What is expected
Would you please transcribe the data in full and exactly, excluding images?

Collected data
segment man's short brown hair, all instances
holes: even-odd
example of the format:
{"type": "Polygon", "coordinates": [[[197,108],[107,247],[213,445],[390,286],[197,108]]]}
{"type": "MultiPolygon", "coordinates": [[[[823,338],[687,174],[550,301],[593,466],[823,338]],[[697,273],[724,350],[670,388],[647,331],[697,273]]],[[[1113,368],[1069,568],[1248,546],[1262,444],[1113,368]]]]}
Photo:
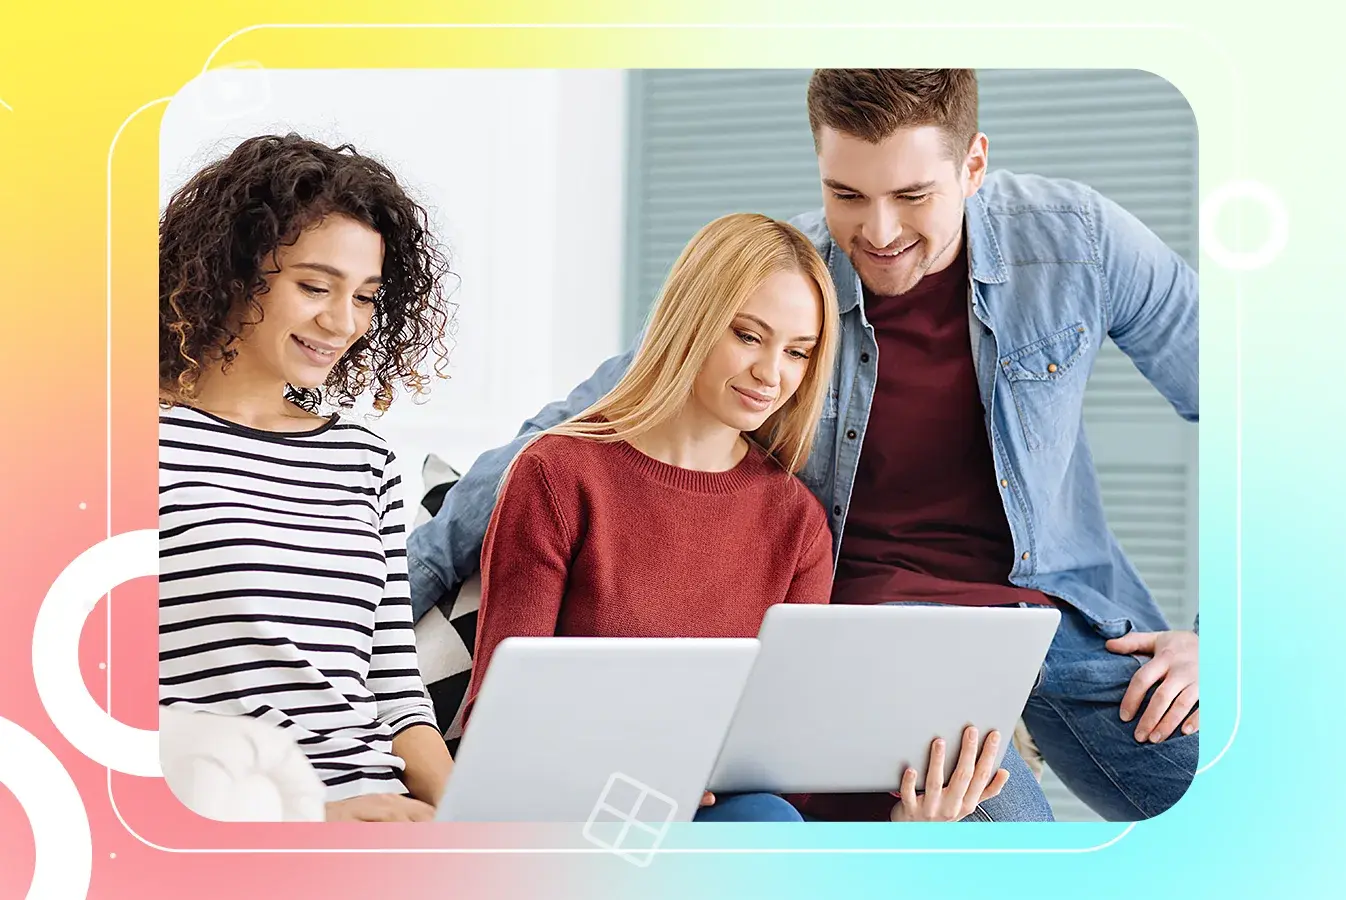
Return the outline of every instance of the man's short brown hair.
{"type": "Polygon", "coordinates": [[[809,79],[814,148],[823,127],[877,144],[899,128],[937,125],[961,160],[977,134],[973,69],[815,69],[809,79]]]}

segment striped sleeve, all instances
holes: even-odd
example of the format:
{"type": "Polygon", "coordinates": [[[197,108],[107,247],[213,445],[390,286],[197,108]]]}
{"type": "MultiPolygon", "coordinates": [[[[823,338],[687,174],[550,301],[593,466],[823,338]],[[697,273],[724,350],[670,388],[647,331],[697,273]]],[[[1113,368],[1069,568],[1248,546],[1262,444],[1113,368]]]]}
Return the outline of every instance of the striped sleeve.
{"type": "Polygon", "coordinates": [[[434,707],[416,660],[407,580],[407,516],[400,468],[396,456],[389,453],[378,498],[379,535],[383,539],[388,574],[374,614],[374,648],[369,667],[369,689],[377,703],[378,719],[394,736],[412,725],[437,727],[434,707]]]}

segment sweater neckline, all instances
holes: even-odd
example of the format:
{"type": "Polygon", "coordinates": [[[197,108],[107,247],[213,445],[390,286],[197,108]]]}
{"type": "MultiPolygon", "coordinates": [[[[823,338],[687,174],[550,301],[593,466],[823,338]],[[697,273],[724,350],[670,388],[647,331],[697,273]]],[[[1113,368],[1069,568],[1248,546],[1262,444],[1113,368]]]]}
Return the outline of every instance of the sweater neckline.
{"type": "Polygon", "coordinates": [[[626,441],[617,441],[616,446],[622,459],[647,478],[671,488],[701,494],[730,494],[743,490],[761,478],[769,461],[766,451],[751,440],[748,441],[748,452],[743,454],[738,465],[723,472],[703,472],[670,465],[647,456],[626,441]]]}

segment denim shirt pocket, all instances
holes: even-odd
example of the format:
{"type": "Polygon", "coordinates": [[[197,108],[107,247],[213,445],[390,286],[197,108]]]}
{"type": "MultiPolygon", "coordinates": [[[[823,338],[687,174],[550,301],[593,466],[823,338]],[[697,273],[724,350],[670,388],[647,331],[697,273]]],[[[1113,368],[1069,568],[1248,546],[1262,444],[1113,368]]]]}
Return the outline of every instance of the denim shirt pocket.
{"type": "Polygon", "coordinates": [[[1030,451],[1074,444],[1088,380],[1089,331],[1063,328],[1000,359],[1030,451]]]}

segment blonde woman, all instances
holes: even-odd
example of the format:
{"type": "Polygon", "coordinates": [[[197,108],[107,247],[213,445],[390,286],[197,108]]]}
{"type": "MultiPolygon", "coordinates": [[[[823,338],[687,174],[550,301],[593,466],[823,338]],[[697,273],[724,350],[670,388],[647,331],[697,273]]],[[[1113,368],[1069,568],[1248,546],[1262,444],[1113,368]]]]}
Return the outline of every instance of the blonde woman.
{"type": "MultiPolygon", "coordinates": [[[[731,215],[692,239],[625,377],[505,475],[469,704],[507,637],[753,637],[774,603],[827,602],[831,530],[794,473],[837,322],[792,226],[731,215]]],[[[699,821],[800,820],[769,794],[704,803],[699,821]]]]}

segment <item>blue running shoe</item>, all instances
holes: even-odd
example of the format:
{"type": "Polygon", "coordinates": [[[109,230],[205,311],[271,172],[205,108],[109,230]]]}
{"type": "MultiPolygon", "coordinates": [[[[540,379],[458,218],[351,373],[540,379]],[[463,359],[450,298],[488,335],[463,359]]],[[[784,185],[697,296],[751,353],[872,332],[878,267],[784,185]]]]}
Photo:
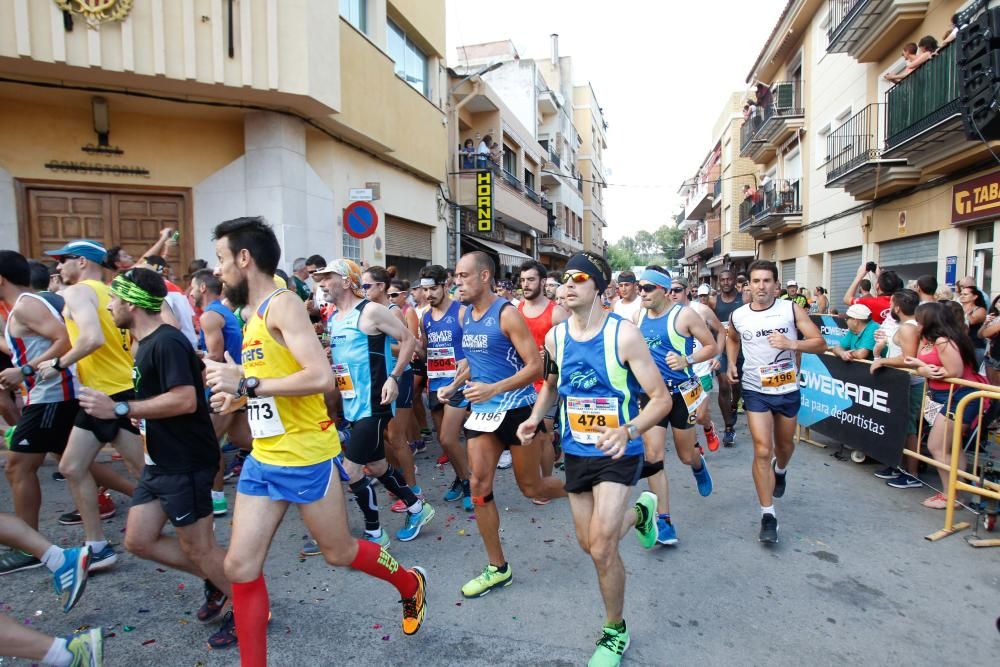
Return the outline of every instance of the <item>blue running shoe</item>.
{"type": "Polygon", "coordinates": [[[409,542],[420,534],[420,529],[434,518],[434,508],[431,504],[424,502],[424,506],[417,513],[406,513],[406,524],[396,533],[396,539],[400,542],[409,542]]]}
{"type": "Polygon", "coordinates": [[[90,566],[90,547],[74,547],[64,549],[66,560],[58,570],[52,573],[52,583],[56,595],[63,603],[63,612],[69,613],[83,595],[87,587],[87,568],[90,566]]]}
{"type": "Polygon", "coordinates": [[[104,633],[101,628],[66,637],[66,650],[73,657],[70,667],[101,667],[104,664],[104,633]]]}
{"type": "Polygon", "coordinates": [[[712,495],[712,476],[708,473],[708,465],[705,463],[705,457],[701,457],[701,470],[691,469],[694,473],[694,479],[698,482],[698,493],[703,497],[712,495]]]}
{"type": "Polygon", "coordinates": [[[656,519],[656,543],[673,546],[677,544],[677,531],[674,524],[667,523],[666,519],[656,519]]]}
{"type": "Polygon", "coordinates": [[[451,483],[451,488],[444,494],[444,501],[446,503],[453,503],[456,500],[461,500],[463,493],[464,489],[462,488],[462,480],[456,477],[455,481],[451,483]]]}
{"type": "Polygon", "coordinates": [[[87,572],[101,572],[112,567],[118,562],[118,554],[115,553],[114,548],[110,543],[104,545],[100,553],[90,554],[90,565],[87,567],[87,572]]]}

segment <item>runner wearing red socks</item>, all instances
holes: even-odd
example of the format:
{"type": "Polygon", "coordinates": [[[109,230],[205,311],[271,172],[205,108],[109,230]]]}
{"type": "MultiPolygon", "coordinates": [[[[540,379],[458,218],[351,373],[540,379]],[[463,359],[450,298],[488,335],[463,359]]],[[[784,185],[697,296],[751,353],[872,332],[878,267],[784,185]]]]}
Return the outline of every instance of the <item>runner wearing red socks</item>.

Reply to the exercise
segment man's short brown hair, all instances
holes: even-odd
example of the format:
{"type": "Polygon", "coordinates": [[[197,108],[107,247],[213,445],[390,286],[197,108]]]}
{"type": "MultiPolygon", "coordinates": [[[[823,338],[687,174],[550,301],[593,466],[823,338]],[[697,273],[724,350],[670,388],[647,331],[697,273]]],[[[1113,368],[1069,568],[1248,546],[1262,444],[1113,368]]]]}
Photo:
Return the outline of every instance of the man's short brown hair.
{"type": "Polygon", "coordinates": [[[809,79],[814,148],[823,127],[877,144],[899,128],[937,125],[961,160],[977,134],[973,69],[815,69],[809,79]]]}

segment striped sleeve, all instances
holes: even-odd
example of the format:
{"type": "Polygon", "coordinates": [[[197,108],[107,247],[213,445],[390,286],[197,108]]]}
{"type": "MultiPolygon", "coordinates": [[[[823,338],[687,174],[550,301],[593,466],[823,338]],[[697,273],[724,350],[670,388],[647,331],[697,273]]],[[[1113,368],[1069,568],[1248,546],[1262,444],[1113,368]]]]}
Return the outline of every instance of the striped sleeve.
{"type": "Polygon", "coordinates": [[[434,707],[416,660],[407,580],[407,516],[400,468],[396,456],[389,453],[378,498],[379,535],[383,539],[388,574],[374,614],[374,648],[369,667],[369,689],[377,703],[378,719],[394,736],[412,725],[437,727],[434,707]]]}

segment sweater neckline, all instances
holes: even-odd
example of the format:
{"type": "Polygon", "coordinates": [[[197,108],[107,247],[213,445],[390,286],[197,108]]]}
{"type": "MultiPolygon", "coordinates": [[[[823,338],[687,174],[550,301],[593,466],[823,338]],[[697,273],[724,350],[670,388],[647,331],[697,273]]],[[[1113,368],[1069,568],[1248,546],[1262,444],[1113,368]]]]}
Return the outline of every instance of the sweater neckline.
{"type": "Polygon", "coordinates": [[[626,441],[617,441],[616,446],[622,459],[647,478],[671,488],[701,494],[730,494],[743,490],[761,478],[769,461],[766,451],[751,440],[748,441],[748,452],[743,454],[738,465],[723,472],[703,472],[670,465],[647,456],[626,441]]]}

segment denim shirt pocket, all instances
holes: even-odd
example of the format:
{"type": "Polygon", "coordinates": [[[197,108],[107,247],[213,445],[390,286],[197,108]]]}
{"type": "MultiPolygon", "coordinates": [[[[823,338],[687,174],[550,301],[593,466],[823,338]],[[697,273],[724,350],[670,388],[647,331],[697,273]]],[[[1113,368],[1069,568],[1248,546],[1262,444],[1113,368]]]]}
Return the outline of every instance of the denim shirt pocket.
{"type": "Polygon", "coordinates": [[[1030,451],[1074,444],[1088,380],[1089,331],[1063,328],[1000,359],[1030,451]]]}

segment blonde woman, all instances
holes: even-odd
example of the format:
{"type": "Polygon", "coordinates": [[[197,108],[107,247],[213,445],[390,286],[197,108]]]}
{"type": "MultiPolygon", "coordinates": [[[[823,338],[687,174],[550,301],[593,466],[823,338]],[[697,273],[724,350],[670,388],[647,331],[697,273]]],[[[1113,368],[1069,568],[1248,546],[1262,444],[1113,368]]]]}
Return the outline of every instance of the blonde woman.
{"type": "MultiPolygon", "coordinates": [[[[731,215],[692,239],[625,377],[505,475],[469,704],[507,637],[753,637],[774,603],[827,602],[831,530],[794,473],[837,322],[792,226],[731,215]]],[[[699,821],[800,820],[769,794],[704,803],[699,821]]]]}

segment <item>blue running shoe</item>, all instances
holes: even-odd
example of the format:
{"type": "Polygon", "coordinates": [[[109,230],[205,311],[271,172],[205,108],[109,230]]]}
{"type": "MultiPolygon", "coordinates": [[[[540,379],[458,218],[351,373],[540,379]],[[463,359],[450,298],[488,335],[463,359]]],[[[784,185],[697,296],[751,353],[872,332],[878,267],[784,185]]]]}
Photo:
Return the outline of every instance of the <item>blue running shoe</item>.
{"type": "Polygon", "coordinates": [[[409,542],[420,534],[420,529],[434,518],[434,508],[431,504],[424,502],[424,506],[417,513],[406,513],[406,524],[396,533],[396,539],[400,542],[409,542]]]}
{"type": "Polygon", "coordinates": [[[90,566],[90,547],[74,547],[64,549],[66,560],[58,570],[52,573],[52,583],[56,595],[63,603],[63,612],[69,613],[83,595],[87,587],[87,568],[90,566]]]}
{"type": "Polygon", "coordinates": [[[104,633],[101,628],[66,637],[66,650],[73,657],[70,667],[101,667],[104,664],[104,633]]]}
{"type": "Polygon", "coordinates": [[[712,495],[712,476],[708,473],[708,465],[705,463],[705,457],[701,457],[701,470],[691,469],[694,473],[694,479],[698,482],[698,493],[703,497],[712,495]]]}
{"type": "Polygon", "coordinates": [[[656,519],[656,543],[673,546],[677,544],[677,531],[674,524],[667,523],[666,519],[656,519]]]}
{"type": "Polygon", "coordinates": [[[451,483],[451,488],[444,494],[444,501],[446,503],[453,503],[456,500],[461,500],[463,493],[464,489],[462,488],[462,480],[456,477],[455,481],[451,483]]]}
{"type": "Polygon", "coordinates": [[[87,572],[101,572],[112,567],[118,562],[118,554],[115,553],[114,548],[110,543],[104,545],[100,553],[90,554],[90,565],[87,567],[87,572]]]}

segment <item>runner wearing red socks</item>, all instances
holes: even-odd
example of the format:
{"type": "Polygon", "coordinates": [[[109,230],[205,311],[271,172],[205,108],[109,230]]]}
{"type": "MultiPolygon", "coordinates": [[[[540,379],[458,218],[351,373],[540,379]],[[463,359],[450,298],[488,335],[463,359]]],[[[784,185],[697,296],[751,353],[872,332],[878,267],[784,185]]]]}
Return the outline of every instance of the <item>runner wearing red socks</item>.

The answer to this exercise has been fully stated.